* [Exercise set]
a) Give every keyword listed at the end of the abstract on the HIV-1 nef gene.
b) In the abstract on the HIV-1 nef gene, how many patients in the long-term nonprogressor cohort had the T138C mutation?

* [Passage for review]
▼▼▼
Background:  The nef gene of the primate lentiviruses has been studied extensively because of its multiple immunsuppressive and replicative effects. Patient studies have revealed important virulence capacities of the gene and the role of Nef protein is a vital aspect of HIV pathogenesis. It is a truly pluripotent protein with multiple functional domains contained within 206 amino acids. Due to the overlap of the nef-ORF with the 3’ long-term repeat (LTR), some restraints of the evolutionary plasticity might be expected. We set out to assess the polymorphism in the nef gene in Danish patients.

Methods:  We established a patient cohort of long-term nonprogressors (LTNP) consisting of 14 patients with well-controlled HIV-1 infections (median infected time 15.3 years) with a stable CD4+ cell count (median count in 2004: 571; median decline (1997-2004) 17.4 CD4+ cells/year). Peripheral blood mononuclear cells were isolated by Ficoll-paque gradient centrifugation and proviral DNA was extracted by the Qiagen whole blood purification kit. Nef was amplified by nested polymerase chain reaction, cloned in pGem vector, and sequenced. Three sequences were obtained from each patient and used to produce a patient consensus sequence. As a control group, 15 patients randomly chosen from the out-patient clinic were included and the nef gene was amplified in a similar manner.

Results:  The patients in the LTNP cohort were stratified according to the CD4 cell decline over a 7-year period from 1997-2004. The results revealed 4 patients with a T138C mutation previously reported to confer decreased replicative capacities in cell culture settings. None of the patients in the control group harbored the T138C mutation. Earlier studies of LTNP associated with Nef defects have not focused on this mutation. A search in GeneBank of nef sequences containing the cysteine mutation produced multiple hits. Selecting sequences that contained a description of patient disease status, the data revealed a high prevalence of T138C among AIDS patients with a long asymptotic infection history. A phylogenetic comparison of all sequences compiled from the LTNP cohort documented a heterogeneous viral origin, ruling out a common infectious source.

Results:  The functional nature of the Nef protein that is impeded by this mutation and its relationship to long term nonprogression remains unclear.

Keywords: Nef; Disease progression; Virulence
▲▲▲
* [Recorded information]
▼▼▼
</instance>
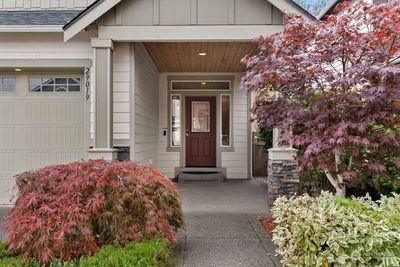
▲▲▲
* [Solution set]
a) Nef; Disease progression; Virulence

b) Four patients.